→ **Texte fourni**
+---+
Ce griffonnage sur papier pelure que fit alors pour moi le Père Teilhard de Chardin, je l’ai conservé pieusement avec toutes ses lettres.

Je lui fis remarquer cependant que Rabindranath Tagore (à qui j’avais rendu visite à Shantiniketan quelque temps auparavant) n’eût point souscrit à cette immersion panthéiste. Teilhard en convint, mais il ajouta aussitôt que Tagore avait sûrement été influencé par l’humanisme occidental.

Il existe trois théories de la création du monde : 1) la création ex nihilo, une fois pour toutes (a mundo condito); 2) la création continuée. Tout état, tout moment, toute partie du monde procède d’une création immédiate et distincte. Un Dieu personnel s’occupe de me vêtir comme un lis et m’oblige à manger ma soupe. Notion exaltante s’il en fut, mais allez donc faire admettre cela à un universitaire couvert de peaux d’âne et de matérialisme dialectique ! Et pourtant des mystiques ont senti souvent dans leur existence quotidienne le souffle de la Providence.
+---+
→ **Contenu des données**
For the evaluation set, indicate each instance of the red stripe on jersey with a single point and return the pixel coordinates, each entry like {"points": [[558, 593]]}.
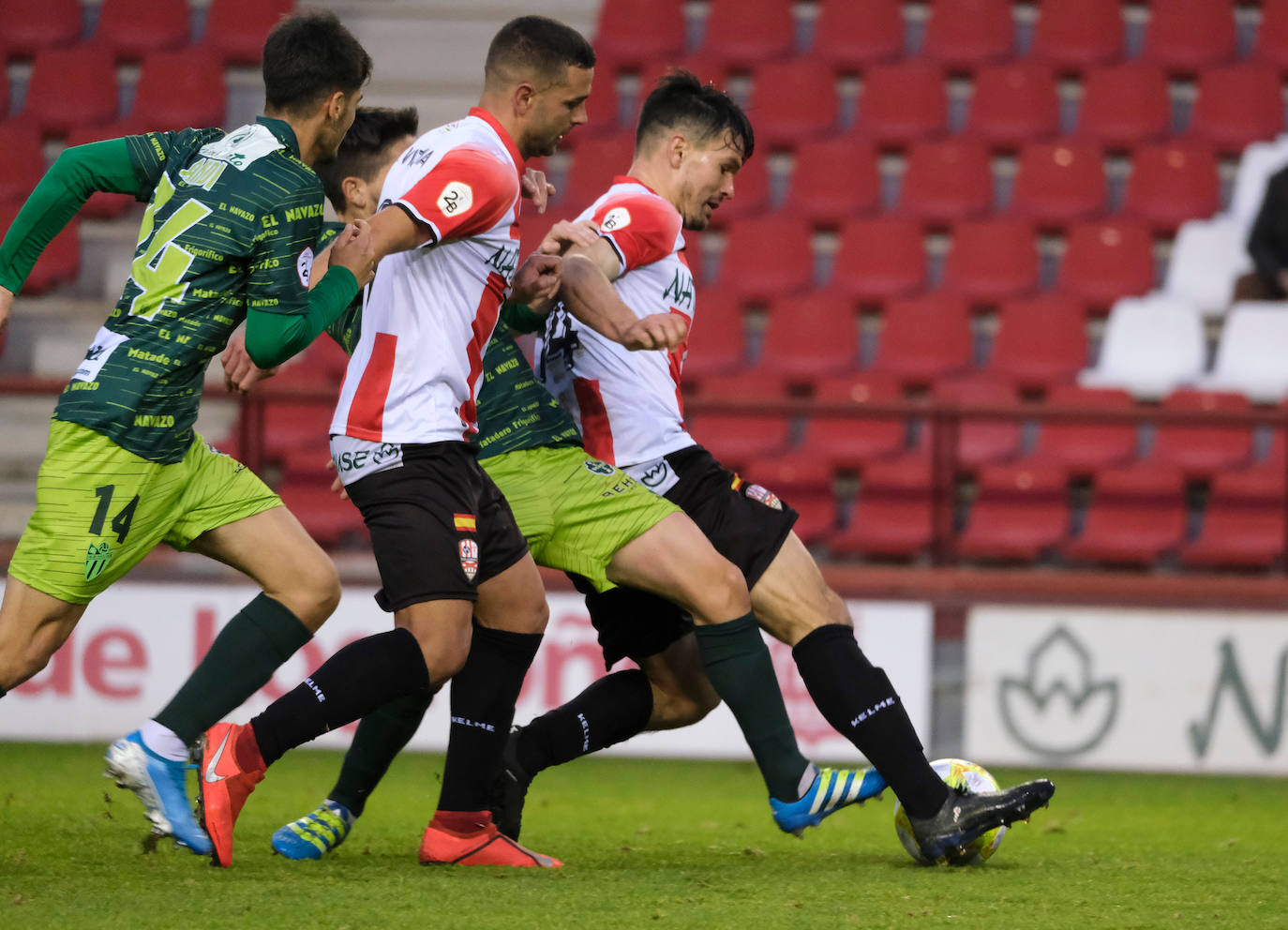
+---+
→ **Consigne**
Recopiez le passage du texte sur Teilhard de Chardin qui commence par « Il existe trois » et se poursuit jusqu’à « de la Providence. ». Ce matériel constitue une ressource à part, distincte du texte.

→ **Réponse**
Il existe trois théories de la création du monde : 1) la création ex nihilo, une fois pour toutes (a mundo condito); 2) la création continuée. Tout état, tout moment, toute partie du monde procède d’une création immédiate et distincte. Un Dieu personnel s’occupe de me vêtir comme un lis et m’oblige à manger ma soupe. Notion exaltante s’il en fut, mais allez donc faire admettre cela à un universitaire couvert de peaux d’âne et de matérialisme dialectique ! Et pourtant des mystiques ont senti souvent dans leur existence quotidienne le souffle de la Providence.